• TEXT SECTION:
==============================
What is the reference for the Linpack Benchmark Report?

The Linpack Benchmark report should be referenced in the following way:

“Performance of Various Computers Using Standard Linear Equations Software”, Jack Dongarra, University of Tennessee, Knoxville TN, 37996, Computer Science Technical Report Number CS - 89 – 85, today’s date, url:http://www.netlib.org/benchmark/performance.ps.

Is there a paper which describes the benchmark in some detail and gives a historical perspective?

The paper “The LINPACK Benchmark: Past, Present, and Future” by Jack Dongarra, Piotr Luszczek, and Antoine Petitet provides a look at the details of the benchmark and provides performance data in graphics form for a number of machines on basic operations. A copy of the paper is available at http://www.netlib.org/utk/people/JackDongarra/PAPERS/hpl.pdf.

What is a Mflop/s?

Mflop/s is a rate of execution, millions of floating point operations per second. Whenever this term is used it will refer to 64 bit floating point operations and the operations will be either addition or multiplication. Gflop/s refers to billions of floating point operations per second andTflop/s refers to trillions of floating point operations per second.
==============================
• DATA SUPPLIED:
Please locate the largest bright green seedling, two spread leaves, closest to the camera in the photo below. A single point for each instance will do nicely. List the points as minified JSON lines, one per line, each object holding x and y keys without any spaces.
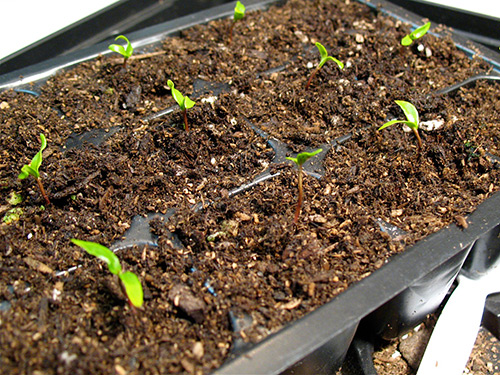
{"x":129,"y":282}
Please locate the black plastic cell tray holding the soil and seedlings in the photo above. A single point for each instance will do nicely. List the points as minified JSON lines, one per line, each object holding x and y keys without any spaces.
{"x":385,"y":304}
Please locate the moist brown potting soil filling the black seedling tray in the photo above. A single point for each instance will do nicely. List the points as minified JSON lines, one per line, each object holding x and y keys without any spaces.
{"x":112,"y":157}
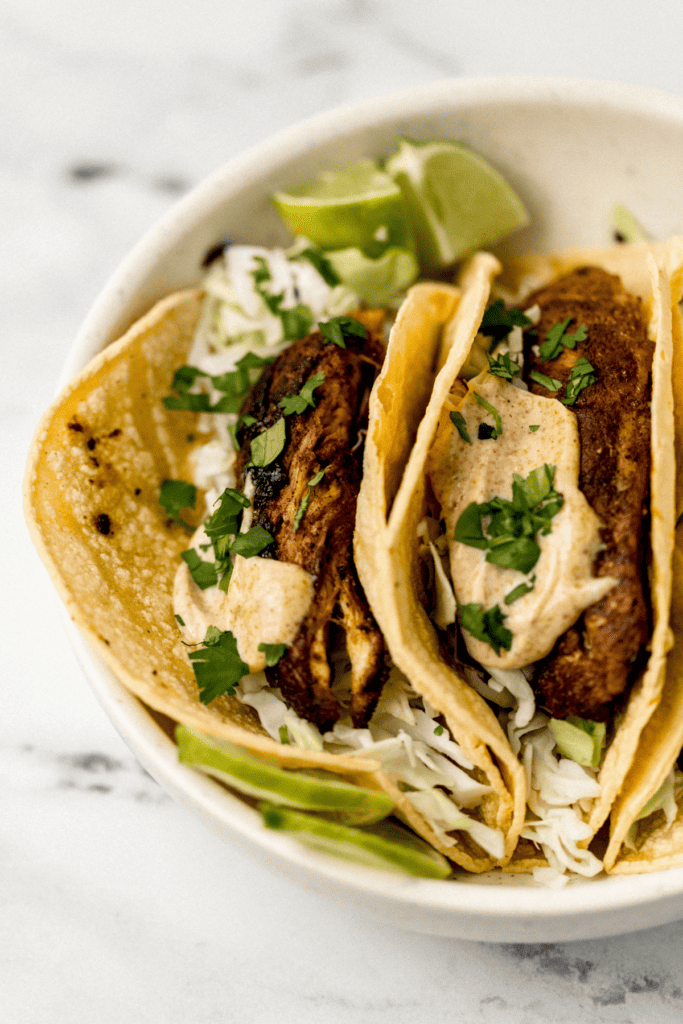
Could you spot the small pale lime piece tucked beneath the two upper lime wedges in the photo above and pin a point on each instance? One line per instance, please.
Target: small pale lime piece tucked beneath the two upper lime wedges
(375, 281)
==============================
• AIM OF THE EXERCISE:
In the Linpack benchmark text, what kind of floating point operations does the term Mflop/s always refer to?

• RESPONSE:
It refers to 64-bit floating point operations that are either additions or multiplications.